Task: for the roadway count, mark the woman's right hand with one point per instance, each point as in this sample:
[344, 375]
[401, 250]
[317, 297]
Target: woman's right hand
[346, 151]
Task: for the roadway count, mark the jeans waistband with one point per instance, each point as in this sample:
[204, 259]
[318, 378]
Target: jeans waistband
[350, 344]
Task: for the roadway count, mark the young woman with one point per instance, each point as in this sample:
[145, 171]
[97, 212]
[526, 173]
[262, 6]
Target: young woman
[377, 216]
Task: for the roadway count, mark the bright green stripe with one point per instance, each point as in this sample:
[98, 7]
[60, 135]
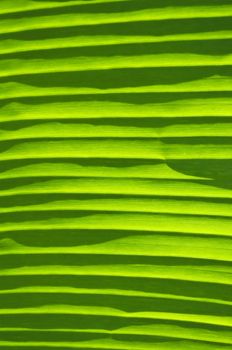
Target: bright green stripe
[115, 344]
[205, 274]
[77, 130]
[37, 66]
[208, 107]
[102, 292]
[122, 187]
[137, 245]
[83, 19]
[140, 222]
[104, 311]
[13, 46]
[158, 171]
[110, 149]
[211, 84]
[8, 6]
[173, 331]
[146, 205]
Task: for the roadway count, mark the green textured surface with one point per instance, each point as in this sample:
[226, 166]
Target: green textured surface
[115, 174]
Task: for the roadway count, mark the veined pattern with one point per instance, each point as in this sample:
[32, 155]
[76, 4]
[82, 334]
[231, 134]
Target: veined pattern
[115, 174]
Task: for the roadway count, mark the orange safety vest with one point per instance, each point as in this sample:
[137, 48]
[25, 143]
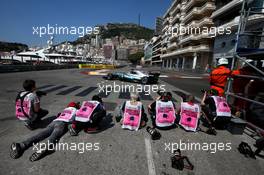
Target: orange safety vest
[218, 79]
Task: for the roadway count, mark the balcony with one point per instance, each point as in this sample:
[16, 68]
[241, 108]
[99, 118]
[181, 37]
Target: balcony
[172, 46]
[189, 49]
[177, 17]
[191, 3]
[203, 11]
[165, 28]
[176, 10]
[166, 21]
[227, 7]
[190, 38]
[253, 19]
[203, 22]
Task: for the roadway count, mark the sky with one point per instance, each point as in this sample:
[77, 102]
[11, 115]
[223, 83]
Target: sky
[19, 18]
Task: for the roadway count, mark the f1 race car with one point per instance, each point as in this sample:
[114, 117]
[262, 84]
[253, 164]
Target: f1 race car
[134, 76]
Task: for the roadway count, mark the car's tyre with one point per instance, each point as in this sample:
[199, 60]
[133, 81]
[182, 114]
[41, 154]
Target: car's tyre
[144, 80]
[109, 77]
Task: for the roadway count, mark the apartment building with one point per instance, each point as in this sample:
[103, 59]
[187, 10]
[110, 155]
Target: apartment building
[187, 50]
[156, 52]
[227, 15]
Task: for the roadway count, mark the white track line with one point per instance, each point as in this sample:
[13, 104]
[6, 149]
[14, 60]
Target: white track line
[151, 166]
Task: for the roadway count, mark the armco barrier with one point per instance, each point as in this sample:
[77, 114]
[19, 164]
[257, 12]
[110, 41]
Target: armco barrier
[23, 68]
[97, 66]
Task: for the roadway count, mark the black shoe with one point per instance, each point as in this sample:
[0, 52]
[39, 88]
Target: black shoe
[40, 154]
[72, 131]
[155, 135]
[16, 151]
[246, 150]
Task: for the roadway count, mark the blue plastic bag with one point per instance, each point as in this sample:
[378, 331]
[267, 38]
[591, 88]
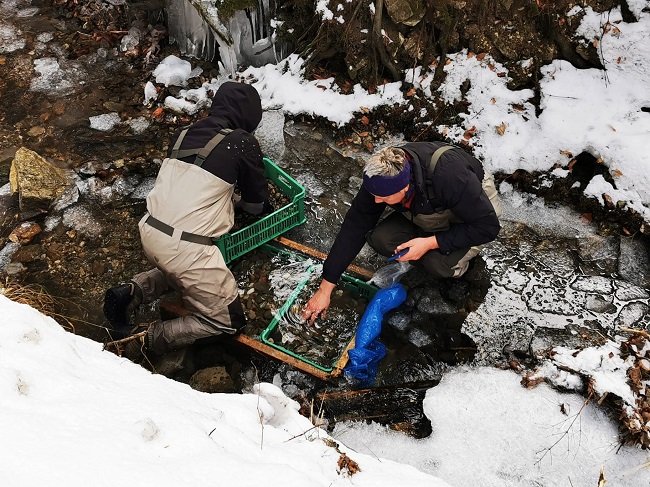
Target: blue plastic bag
[368, 350]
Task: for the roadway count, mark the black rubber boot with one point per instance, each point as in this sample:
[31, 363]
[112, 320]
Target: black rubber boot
[119, 304]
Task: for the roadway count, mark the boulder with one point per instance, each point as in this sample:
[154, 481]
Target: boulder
[37, 182]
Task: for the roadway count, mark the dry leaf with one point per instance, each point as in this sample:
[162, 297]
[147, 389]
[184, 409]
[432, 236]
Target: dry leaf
[608, 200]
[514, 365]
[601, 478]
[469, 132]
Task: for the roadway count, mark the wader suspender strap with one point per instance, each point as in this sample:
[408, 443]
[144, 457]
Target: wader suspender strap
[432, 166]
[201, 154]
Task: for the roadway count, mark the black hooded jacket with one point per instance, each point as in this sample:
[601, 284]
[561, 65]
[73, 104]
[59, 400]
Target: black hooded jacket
[456, 185]
[238, 158]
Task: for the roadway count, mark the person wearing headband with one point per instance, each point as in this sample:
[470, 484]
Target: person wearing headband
[440, 206]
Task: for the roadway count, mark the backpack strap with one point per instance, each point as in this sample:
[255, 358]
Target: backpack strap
[205, 152]
[179, 140]
[432, 166]
[200, 153]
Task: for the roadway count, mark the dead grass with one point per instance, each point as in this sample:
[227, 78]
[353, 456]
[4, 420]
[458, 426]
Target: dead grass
[38, 298]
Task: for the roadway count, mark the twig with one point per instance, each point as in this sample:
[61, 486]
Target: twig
[127, 339]
[634, 330]
[259, 412]
[566, 432]
[303, 433]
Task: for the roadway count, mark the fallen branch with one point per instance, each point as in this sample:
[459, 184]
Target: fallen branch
[128, 339]
[566, 432]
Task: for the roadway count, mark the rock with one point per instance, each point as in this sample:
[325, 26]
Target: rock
[36, 131]
[634, 261]
[26, 254]
[212, 379]
[25, 232]
[36, 181]
[572, 336]
[598, 255]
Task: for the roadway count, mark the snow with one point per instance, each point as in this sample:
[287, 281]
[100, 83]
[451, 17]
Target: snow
[65, 400]
[490, 431]
[105, 121]
[508, 135]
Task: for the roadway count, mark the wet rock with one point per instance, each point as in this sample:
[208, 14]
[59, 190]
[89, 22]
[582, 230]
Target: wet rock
[25, 232]
[633, 315]
[27, 254]
[594, 284]
[572, 336]
[634, 261]
[54, 251]
[626, 291]
[598, 254]
[600, 304]
[399, 320]
[36, 131]
[213, 380]
[36, 181]
[412, 369]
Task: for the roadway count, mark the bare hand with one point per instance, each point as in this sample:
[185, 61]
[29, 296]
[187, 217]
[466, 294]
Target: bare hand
[319, 302]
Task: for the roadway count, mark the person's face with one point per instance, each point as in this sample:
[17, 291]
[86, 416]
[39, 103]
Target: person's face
[392, 199]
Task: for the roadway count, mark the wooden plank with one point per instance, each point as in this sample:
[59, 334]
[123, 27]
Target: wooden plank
[283, 357]
[360, 271]
[176, 308]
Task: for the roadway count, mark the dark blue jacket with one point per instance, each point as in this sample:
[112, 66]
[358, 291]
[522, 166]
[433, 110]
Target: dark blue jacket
[456, 185]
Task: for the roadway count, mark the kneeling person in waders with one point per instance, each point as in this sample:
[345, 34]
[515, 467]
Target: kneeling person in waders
[445, 208]
[190, 204]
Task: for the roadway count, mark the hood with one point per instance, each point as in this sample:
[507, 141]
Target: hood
[239, 104]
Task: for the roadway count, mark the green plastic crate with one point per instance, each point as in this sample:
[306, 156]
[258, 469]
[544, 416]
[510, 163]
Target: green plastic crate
[233, 245]
[351, 283]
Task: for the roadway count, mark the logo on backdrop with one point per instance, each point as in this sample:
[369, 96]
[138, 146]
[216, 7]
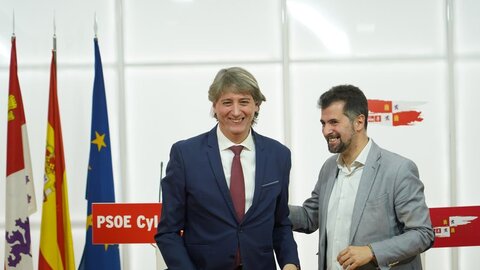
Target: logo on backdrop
[394, 113]
[454, 221]
[456, 226]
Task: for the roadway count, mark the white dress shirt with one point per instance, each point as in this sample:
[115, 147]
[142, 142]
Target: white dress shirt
[340, 206]
[247, 158]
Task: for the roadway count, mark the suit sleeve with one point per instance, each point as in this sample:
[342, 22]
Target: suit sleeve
[283, 242]
[416, 233]
[172, 220]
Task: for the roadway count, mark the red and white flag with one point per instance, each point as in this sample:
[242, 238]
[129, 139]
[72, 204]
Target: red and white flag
[20, 193]
[394, 113]
[456, 226]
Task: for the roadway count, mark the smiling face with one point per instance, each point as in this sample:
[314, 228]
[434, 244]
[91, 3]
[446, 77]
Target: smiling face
[337, 128]
[235, 113]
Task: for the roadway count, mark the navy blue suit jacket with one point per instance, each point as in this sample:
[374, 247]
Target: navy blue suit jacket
[196, 199]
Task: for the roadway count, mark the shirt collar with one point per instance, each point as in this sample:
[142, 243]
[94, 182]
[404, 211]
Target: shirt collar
[224, 143]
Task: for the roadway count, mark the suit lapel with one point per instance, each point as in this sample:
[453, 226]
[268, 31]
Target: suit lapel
[366, 182]
[216, 165]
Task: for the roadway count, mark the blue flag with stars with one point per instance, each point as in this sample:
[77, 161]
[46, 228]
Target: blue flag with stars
[100, 187]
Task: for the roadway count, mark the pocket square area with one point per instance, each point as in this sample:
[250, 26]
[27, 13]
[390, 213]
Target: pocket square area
[270, 183]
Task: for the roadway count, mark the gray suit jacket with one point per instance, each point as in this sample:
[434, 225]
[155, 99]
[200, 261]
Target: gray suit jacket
[389, 212]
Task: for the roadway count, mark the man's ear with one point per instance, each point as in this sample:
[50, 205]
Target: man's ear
[360, 122]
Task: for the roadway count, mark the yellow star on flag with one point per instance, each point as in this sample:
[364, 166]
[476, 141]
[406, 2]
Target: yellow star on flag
[99, 141]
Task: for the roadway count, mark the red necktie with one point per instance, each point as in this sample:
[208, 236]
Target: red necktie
[237, 191]
[237, 185]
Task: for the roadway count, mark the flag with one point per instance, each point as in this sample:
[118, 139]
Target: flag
[394, 113]
[100, 187]
[20, 193]
[457, 226]
[56, 245]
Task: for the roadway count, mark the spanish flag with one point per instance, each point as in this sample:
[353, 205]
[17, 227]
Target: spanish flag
[56, 245]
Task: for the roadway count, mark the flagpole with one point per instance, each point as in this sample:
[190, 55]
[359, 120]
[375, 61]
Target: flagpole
[95, 25]
[13, 25]
[54, 37]
[160, 185]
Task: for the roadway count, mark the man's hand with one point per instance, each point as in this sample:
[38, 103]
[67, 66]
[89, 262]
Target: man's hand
[353, 257]
[290, 266]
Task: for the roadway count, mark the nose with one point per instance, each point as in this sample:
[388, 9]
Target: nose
[236, 109]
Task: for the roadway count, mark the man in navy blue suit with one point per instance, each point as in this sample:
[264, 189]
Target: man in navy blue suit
[200, 227]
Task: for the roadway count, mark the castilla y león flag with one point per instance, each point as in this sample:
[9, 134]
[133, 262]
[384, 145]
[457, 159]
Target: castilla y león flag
[456, 226]
[394, 113]
[20, 194]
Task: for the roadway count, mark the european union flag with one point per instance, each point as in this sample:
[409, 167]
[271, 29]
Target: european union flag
[100, 187]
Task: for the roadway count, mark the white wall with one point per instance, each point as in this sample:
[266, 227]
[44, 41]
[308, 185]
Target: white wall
[160, 57]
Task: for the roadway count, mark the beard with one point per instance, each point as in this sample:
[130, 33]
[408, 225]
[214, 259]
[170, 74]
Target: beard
[341, 146]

» WHAT THIS TASK INVOLVES
Every line from the one containing "Task: for the roadway count, mark the red necktie" through the last line must be copied exactly; leave out the rest.

» FINISHED ANSWER
Task: for the roadway count, mark the red necktie with one point per instance, each point as in this sample:
[208, 236]
Target: red necktie
[237, 191]
[237, 185]
Task: for the roadway count, mark the flag with one point per instance, each point as in this sample:
[118, 139]
Target: flag
[394, 113]
[100, 187]
[20, 193]
[457, 226]
[56, 245]
Task: for the roadway count, mark the spanish flag with one point per instance, each point as in this sample:
[353, 205]
[17, 227]
Target: spanish flag
[56, 245]
Task: for the roadway count, mark the flagpole with one point per instance, each point as in this sample:
[190, 55]
[359, 120]
[375, 61]
Target: flagpole
[95, 25]
[13, 25]
[54, 37]
[160, 185]
Task: for the roadway count, mark the man's hand with one point per instance, each point as in this sample:
[38, 103]
[67, 66]
[89, 262]
Target: man's hand
[353, 257]
[290, 266]
Task: for the roadway count, mark the nose with one point per instance, each point as in this sample:
[388, 9]
Target: nose
[236, 109]
Task: for the roadway count, mark the man in navy blue suit with one point per instance, each point as in this sample:
[264, 189]
Target: man in navy blue suit
[200, 227]
Task: for the roadway count, mark the castilla y león flag with one point per instance, each point as in this sample:
[9, 134]
[133, 262]
[384, 145]
[457, 159]
Target: castilla y león flag
[456, 226]
[394, 113]
[20, 194]
Task: for the roadway count, mark the european union flag with one point per instance, each point as in this sample:
[409, 167]
[271, 29]
Target: european union flag
[100, 187]
Task: for the roadway count, mark the white wall with one point per instance, each point as in this sample:
[266, 227]
[44, 41]
[308, 185]
Target: white wall
[160, 57]
Task: for the roadway count, mark the beard with one point per instance, each point as in this sample:
[130, 33]
[408, 225]
[214, 259]
[170, 74]
Target: beard
[341, 146]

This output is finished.